- Tekst do przeczytania
────────────────

Tomasz Milkowski szkicuje portret Józefa Szajny:
Sto lat temu urodził się Józef Szajna. Malarz, scenograf, reżyser, którego sztuka zafascynowała odbiorców na całym świecie.
Kiedy spotkaliśmy się po raz pierwszy, o mały włos a spotkanie skończyłoby się katastrofą. Niezręcznie nawiązałem do doświadczeń obozowych artysty, wspominając, że jego dzieła przenika obsesja zagłady. Bardzo go to zabolało. Jaka obsesja, prawie krzyczał, to było moje życie. Długo musiałem wyjaśniać, że to nie był zarzut, ale wyraz szacunku dla pielęgnowania pamięci o tak bolesnych doświadczeniach. Dopiero po latach, kiedy przeczytałem tekst wspomnieniowy Józefa Szajny („Dno”), będący zapisem jego doświadczeń wojennych, w szczególności obozowych, zrozumiałem jak głębokie rany w sobie nosił. To wstrząsający tekst, nasuwający na myśl opowiadania oświęcimskie Tadeusza Borowskiego, tchnący nie tylko autentyzmem, ale niepatetyczną siłą krańcowego doświadczenia człowieka XX wieku: „Umarłych sprząta się co kilka dni – pisał Szajna – ciężarówki muszą być zawsze pełne. Przy spalaniu zwłok stosuje się także oszczędności. Niech się smażą własnym tłuszczem. Dzisiaj leżą wychudłe ciała. Mało dymu po nich. Jutro przyjadą inni, może bardziej otłuszczeni”.
Ten zapis pandemonium oświęcimskiego powinien trafić do szkolnych podręczników. Szajna ujawnił w nim nie tylko najgłębsze źródła swych artystycznych dokonań, ale zapis tragedii obozowej, która odmieniła bieg świata. Tym większy szacunek dla artysty, że nie poddał się atmosferze rozkładu, ale z piekła ludzkiego przez całe życie wyrywał się ku życiu.
Szajna nie był twórcą-ekscentrykiem w stylu Salvadora Dali, który zasłynął pojawieniem się w gmachu opery w stroju kąpielowym. Ne uprawiał publicznej wiwisekcji psychiki jak Tadeusz Kantor. Ne założył artystycznego zakonu jak Jerzy Grotowski. Z Dalim łączyły go surrealistyczne pomysły scenograficzne i malarstwo. Z Kantorem skłonność do teoretycznych ujęć twórczości, droga od malarstwa poprzez zdarzenie plastyczne do teatru. Z Grotowskim pasja przekraczania utartych granic teatru i uprawianie sztuki jako sposobu życia.

────────────────

- Fragmenty wykazu
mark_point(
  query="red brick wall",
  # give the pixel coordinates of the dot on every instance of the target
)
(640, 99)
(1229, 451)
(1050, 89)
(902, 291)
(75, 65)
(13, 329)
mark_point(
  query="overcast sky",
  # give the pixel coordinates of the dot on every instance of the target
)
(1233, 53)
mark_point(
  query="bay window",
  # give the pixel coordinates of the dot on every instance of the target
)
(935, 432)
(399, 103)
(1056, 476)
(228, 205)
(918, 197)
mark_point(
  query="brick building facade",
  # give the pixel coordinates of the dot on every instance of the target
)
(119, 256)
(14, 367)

────────────────

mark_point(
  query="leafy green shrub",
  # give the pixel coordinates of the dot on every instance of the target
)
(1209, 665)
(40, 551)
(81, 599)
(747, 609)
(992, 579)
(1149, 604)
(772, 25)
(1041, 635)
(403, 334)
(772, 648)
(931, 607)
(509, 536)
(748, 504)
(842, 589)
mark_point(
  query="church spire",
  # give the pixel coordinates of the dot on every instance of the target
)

────────────────

- Do zrobienia
(A) Wypisz z tekstu o Józefie Szajnie fragment zaczynający się od „Ten zapis pandemonium” i kończący na „jako sposobu życia.”.
(B) Jaki tytuł nosi wspomnieniowy tekst Szajny, o którym mowa w tekście o nim?
(C) Dopisz dalszy ciąg tekstu o Józefie Szajnie, zaczynając po jego ostatnim zdaniu.

- Odpowiedzi do zadań
(A)
Ten zapis pandemonium oświęcimskiego powinien trafić do szkolnych podręczników. Szajna ujawnił w nim nie tylko najgłębsze źródła swych artystycznych dokonań, ale zapis tragedii obozowej, która odmieniła bieg świata. Tym większy szacunek dla artysty, że nie poddał się atmosferze rozkładu, ale z piekła ludzkiego przez całe życie wyrywał się ku życiu.
Szajna nie był twórcą-ekscentrykiem w stylu Salvadora Dali, który zasłynął pojawieniem się w gmachu opery w stroju kąpielowym. Ne uprawiał publicznej wiwisekcji psychiki jak Tadeusz Kantor. Ne założył artystycznego zakonu jak Jerzy Grotowski. Z Dalim łączyły go surrealistyczne pomysły scenograficzne i malarstwo. Z Kantorem skłonność do teoretycznych ujęć twórczości, droga od malarstwa poprzez zdarzenie plastyczne do teatru. Z Grotowskim pasja przekraczania utartych granic teatru i uprawianie sztuki jako sposobu życia.

(B) Tekst nosi tytuł „Dno”.

(C)
Wszystkie te pokrewieństwa nie oznaczają żadnej wtórności. Szajna był przede wszystkim sobą. Artystą gorącym, szukającym tego, co nowe, nieznane, lekceważącym nawet własne osiągnięcia, który całym swoim dziełem zaświadcza wyznawaną ideę społecznego aktywizmu. „Autentycznym bohaterem jest ten, który nie znosi bierności” – mówił kiedyś i zdanie to można uznać za kredo artysty.
Kto łamie utarte przyzwyczajenia, musi liczyć się z oporem. Szajna podjął to ryzyko. Nazywano go dyletantem, efekciarzem, szaleńcem podkładającym ogień pod szacowną świątynię teatru. Wyklinano za brak szacunku dla słowa, biadano nad losem terroryzowanych aktorów sprowadzanych do roli rekwizytu. Szajna zachwycał i denerwował. Wraz z zastępem przeciwników rosły szeregi zwolenników. I to był właśnie największy sukces jego teatru: nie pozostawiał nikogo obojętnym.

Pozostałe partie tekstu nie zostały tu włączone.